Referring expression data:

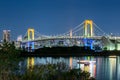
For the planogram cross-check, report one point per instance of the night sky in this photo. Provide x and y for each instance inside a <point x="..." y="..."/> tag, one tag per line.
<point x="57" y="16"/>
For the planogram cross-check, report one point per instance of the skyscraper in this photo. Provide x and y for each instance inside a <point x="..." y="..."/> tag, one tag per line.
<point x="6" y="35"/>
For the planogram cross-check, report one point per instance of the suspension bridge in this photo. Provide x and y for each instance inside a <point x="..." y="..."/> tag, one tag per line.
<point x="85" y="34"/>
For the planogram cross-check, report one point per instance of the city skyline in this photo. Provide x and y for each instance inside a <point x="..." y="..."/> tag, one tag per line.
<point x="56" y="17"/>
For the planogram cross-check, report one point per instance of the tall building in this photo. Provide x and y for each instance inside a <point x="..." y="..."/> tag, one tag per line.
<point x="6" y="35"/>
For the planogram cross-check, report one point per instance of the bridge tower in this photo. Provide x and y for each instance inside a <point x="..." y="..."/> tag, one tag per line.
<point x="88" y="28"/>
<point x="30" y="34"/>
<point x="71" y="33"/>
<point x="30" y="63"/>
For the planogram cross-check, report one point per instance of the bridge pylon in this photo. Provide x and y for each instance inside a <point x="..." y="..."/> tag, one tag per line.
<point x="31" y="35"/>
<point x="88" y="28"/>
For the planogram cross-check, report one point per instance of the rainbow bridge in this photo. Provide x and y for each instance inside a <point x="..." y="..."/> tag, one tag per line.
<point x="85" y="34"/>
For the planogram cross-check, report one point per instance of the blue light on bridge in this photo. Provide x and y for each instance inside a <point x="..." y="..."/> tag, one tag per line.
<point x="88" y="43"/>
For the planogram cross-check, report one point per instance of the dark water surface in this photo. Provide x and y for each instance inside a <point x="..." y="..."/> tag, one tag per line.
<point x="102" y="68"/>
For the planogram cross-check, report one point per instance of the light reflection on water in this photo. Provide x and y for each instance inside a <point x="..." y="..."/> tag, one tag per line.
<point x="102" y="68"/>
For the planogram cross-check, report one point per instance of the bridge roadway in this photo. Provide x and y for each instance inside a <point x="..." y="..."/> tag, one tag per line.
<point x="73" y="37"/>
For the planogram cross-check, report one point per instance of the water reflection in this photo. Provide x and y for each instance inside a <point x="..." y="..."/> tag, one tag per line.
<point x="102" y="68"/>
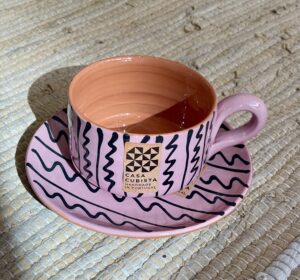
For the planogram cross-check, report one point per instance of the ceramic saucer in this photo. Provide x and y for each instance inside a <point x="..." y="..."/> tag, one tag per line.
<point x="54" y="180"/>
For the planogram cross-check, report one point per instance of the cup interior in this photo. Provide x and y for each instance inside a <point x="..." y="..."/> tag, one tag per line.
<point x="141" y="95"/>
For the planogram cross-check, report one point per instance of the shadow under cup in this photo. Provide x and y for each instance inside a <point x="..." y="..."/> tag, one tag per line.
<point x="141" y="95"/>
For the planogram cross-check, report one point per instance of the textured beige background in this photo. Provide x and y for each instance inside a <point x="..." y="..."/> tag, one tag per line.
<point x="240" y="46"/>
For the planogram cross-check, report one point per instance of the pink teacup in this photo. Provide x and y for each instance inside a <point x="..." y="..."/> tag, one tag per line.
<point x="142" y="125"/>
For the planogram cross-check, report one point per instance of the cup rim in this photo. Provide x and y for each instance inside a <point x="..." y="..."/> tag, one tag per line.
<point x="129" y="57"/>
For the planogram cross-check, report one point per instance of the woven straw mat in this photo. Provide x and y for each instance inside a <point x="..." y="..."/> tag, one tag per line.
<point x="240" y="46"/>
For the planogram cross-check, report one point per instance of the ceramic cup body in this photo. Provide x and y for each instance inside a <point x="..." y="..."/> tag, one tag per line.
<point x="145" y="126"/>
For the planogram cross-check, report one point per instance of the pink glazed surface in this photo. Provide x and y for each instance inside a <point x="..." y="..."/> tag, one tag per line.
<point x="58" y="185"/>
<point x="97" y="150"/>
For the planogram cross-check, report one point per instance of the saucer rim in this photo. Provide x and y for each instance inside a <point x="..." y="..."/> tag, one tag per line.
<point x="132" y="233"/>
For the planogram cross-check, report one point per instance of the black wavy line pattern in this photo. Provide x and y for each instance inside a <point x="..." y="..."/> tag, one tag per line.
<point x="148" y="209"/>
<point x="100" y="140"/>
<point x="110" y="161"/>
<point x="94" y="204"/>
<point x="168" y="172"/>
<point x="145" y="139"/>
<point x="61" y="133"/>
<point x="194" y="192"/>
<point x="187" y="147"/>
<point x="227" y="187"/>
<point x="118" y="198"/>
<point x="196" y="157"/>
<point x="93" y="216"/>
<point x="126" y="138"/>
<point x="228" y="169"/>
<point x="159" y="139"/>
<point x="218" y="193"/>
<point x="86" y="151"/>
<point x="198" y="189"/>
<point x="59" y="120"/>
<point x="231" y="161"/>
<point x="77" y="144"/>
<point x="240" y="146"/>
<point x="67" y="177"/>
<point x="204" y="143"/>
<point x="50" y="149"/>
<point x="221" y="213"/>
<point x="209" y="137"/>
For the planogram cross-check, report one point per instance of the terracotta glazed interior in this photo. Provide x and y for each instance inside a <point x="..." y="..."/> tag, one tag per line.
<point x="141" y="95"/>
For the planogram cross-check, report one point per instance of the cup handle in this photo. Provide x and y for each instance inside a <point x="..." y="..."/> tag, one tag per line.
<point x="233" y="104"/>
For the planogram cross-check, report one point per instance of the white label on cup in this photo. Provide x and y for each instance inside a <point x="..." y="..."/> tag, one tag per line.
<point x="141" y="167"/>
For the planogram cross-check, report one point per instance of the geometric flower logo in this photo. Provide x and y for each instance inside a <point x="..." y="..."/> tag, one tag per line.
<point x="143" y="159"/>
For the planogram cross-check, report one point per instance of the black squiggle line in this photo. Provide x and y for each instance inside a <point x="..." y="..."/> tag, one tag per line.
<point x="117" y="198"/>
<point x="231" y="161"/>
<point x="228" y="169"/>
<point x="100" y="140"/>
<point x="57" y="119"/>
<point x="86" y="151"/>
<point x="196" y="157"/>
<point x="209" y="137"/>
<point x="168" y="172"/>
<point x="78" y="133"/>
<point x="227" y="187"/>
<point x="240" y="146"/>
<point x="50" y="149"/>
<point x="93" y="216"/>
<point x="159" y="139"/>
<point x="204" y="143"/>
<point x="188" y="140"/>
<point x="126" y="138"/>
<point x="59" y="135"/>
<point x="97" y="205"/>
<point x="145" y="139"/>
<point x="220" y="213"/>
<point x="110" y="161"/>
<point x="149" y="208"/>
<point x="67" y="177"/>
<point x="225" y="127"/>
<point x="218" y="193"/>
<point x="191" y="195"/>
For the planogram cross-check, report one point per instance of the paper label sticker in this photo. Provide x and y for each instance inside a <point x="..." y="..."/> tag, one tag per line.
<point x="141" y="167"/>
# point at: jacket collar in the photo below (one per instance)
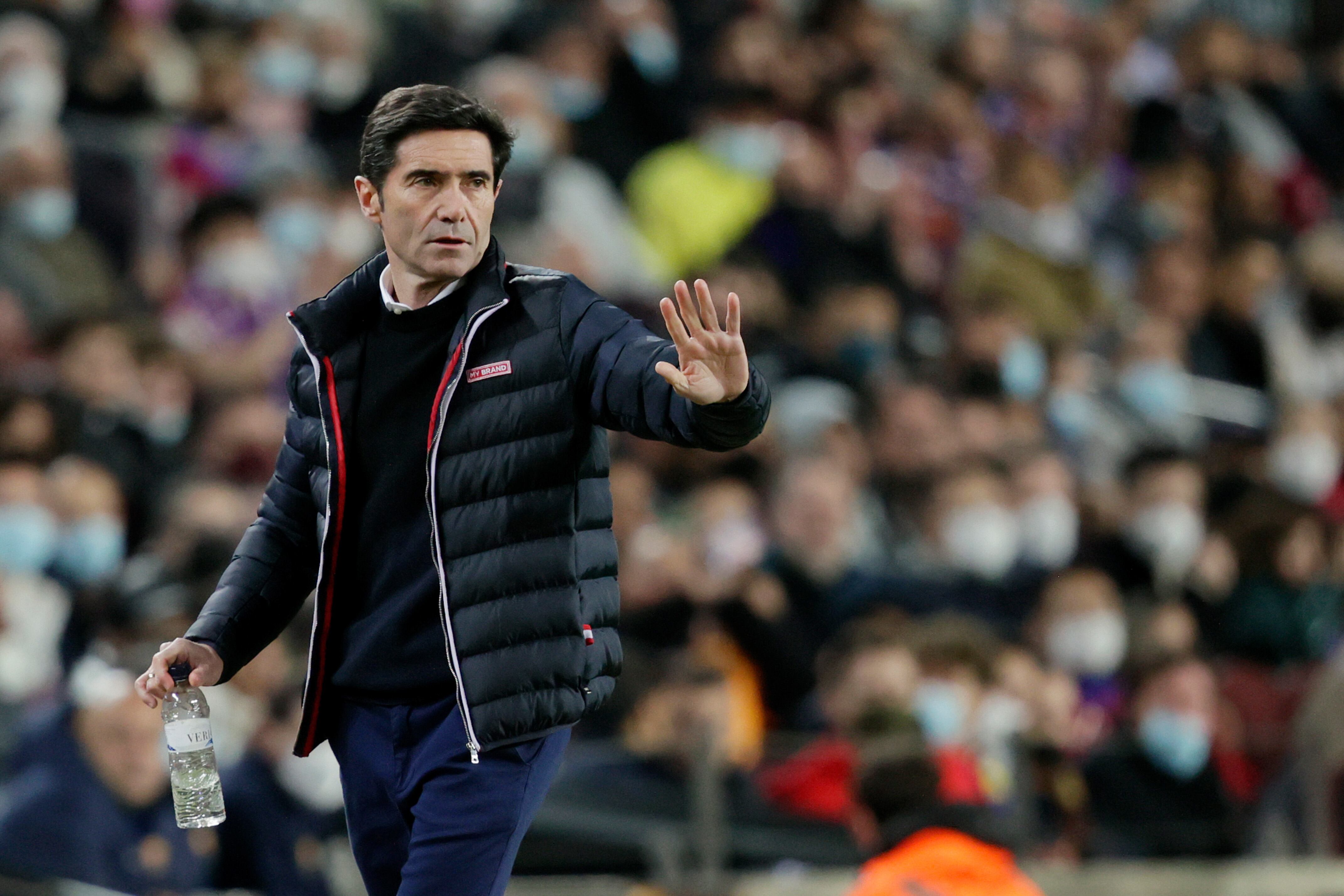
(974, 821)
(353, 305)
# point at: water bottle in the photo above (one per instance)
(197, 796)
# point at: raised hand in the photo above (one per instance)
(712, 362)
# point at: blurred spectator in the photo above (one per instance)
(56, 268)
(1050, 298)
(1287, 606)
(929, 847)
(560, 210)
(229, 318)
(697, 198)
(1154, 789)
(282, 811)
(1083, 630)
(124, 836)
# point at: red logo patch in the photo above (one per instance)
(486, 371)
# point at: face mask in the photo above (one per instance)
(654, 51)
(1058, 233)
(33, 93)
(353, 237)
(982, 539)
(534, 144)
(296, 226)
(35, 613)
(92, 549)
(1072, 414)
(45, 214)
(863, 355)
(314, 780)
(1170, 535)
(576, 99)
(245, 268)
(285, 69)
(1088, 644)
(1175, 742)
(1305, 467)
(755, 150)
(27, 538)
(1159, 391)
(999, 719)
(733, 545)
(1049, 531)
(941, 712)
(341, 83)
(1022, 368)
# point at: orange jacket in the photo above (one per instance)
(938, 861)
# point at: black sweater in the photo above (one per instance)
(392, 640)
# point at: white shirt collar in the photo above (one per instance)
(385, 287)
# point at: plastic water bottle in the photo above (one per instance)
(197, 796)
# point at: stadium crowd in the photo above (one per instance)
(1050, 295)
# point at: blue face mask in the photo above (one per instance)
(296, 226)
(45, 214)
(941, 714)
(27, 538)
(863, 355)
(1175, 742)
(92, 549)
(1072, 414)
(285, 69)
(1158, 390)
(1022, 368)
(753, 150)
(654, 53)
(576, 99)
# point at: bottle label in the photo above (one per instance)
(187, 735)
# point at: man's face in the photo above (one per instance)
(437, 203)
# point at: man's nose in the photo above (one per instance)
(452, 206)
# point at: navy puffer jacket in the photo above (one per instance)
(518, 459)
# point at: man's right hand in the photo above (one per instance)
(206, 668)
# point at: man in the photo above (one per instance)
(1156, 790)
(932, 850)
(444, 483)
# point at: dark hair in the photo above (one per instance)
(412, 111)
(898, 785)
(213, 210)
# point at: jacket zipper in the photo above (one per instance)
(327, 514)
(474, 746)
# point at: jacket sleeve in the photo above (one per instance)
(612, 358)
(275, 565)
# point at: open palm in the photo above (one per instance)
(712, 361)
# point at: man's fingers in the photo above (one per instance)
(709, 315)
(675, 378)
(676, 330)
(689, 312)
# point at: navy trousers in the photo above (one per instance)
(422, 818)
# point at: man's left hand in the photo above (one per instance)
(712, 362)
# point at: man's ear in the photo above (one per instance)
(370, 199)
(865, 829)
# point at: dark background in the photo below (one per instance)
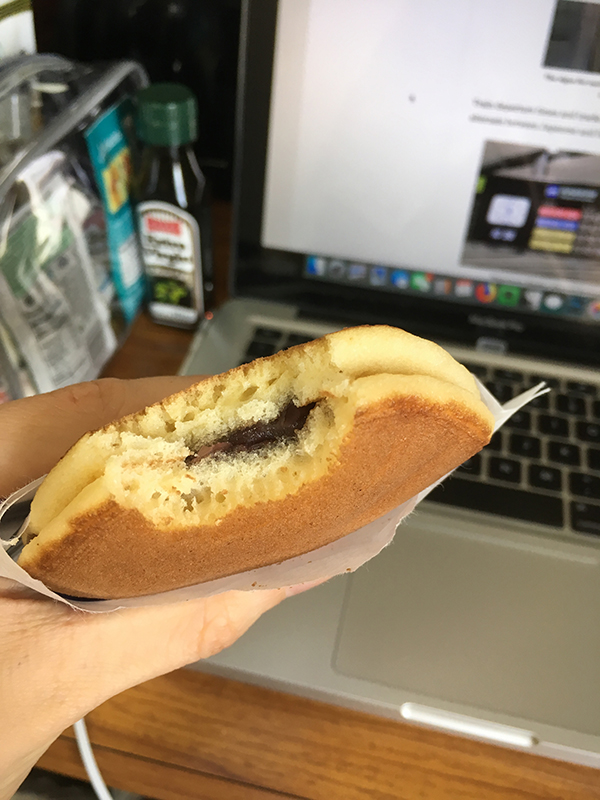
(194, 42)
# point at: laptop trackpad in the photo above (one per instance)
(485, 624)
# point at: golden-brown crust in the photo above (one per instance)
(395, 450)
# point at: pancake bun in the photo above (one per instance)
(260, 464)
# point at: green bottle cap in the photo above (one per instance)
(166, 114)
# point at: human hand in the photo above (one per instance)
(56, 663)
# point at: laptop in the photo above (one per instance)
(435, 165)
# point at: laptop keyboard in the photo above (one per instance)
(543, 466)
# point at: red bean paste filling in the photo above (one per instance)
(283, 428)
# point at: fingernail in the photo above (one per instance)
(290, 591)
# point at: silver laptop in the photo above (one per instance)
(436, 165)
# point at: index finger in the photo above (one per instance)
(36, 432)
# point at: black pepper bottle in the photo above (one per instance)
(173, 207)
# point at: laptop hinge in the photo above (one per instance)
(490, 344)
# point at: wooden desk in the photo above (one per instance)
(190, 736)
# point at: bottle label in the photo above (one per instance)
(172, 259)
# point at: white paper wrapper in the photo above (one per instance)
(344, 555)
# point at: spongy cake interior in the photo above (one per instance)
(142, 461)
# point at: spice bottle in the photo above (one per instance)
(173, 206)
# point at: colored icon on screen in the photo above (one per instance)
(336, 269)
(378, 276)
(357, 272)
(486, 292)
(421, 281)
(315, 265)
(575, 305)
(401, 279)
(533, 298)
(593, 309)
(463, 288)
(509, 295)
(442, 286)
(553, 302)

## Instructions for the task:
Only the lines from the one containing "# point at: silver" through the final line above should be duplicated, exactly as they stand.

## Reply:
# point at: silver laptop in the photo above (one per instance)
(436, 165)
# point at: index finger in the photo above (one per instance)
(36, 432)
# point at: black pepper bottle in the photo above (one per instance)
(173, 207)
# point at: laptop hinge in the photo above (one per instance)
(490, 344)
# point at: wooden desk in the photo above (one per instance)
(190, 736)
# point at: bottle label in the photo above (one per instance)
(172, 259)
# point at: white paper wrapper in the photo above (one per instance)
(344, 555)
# point at: spongy cake interior in the photo above (one per instance)
(142, 461)
# point at: spice bottle in the photo above (one per instance)
(173, 206)
# point at: colored icon on screen in the photo above (one per instance)
(336, 269)
(378, 276)
(357, 272)
(486, 292)
(421, 281)
(315, 265)
(575, 305)
(401, 279)
(533, 298)
(593, 309)
(463, 288)
(509, 295)
(442, 286)
(553, 302)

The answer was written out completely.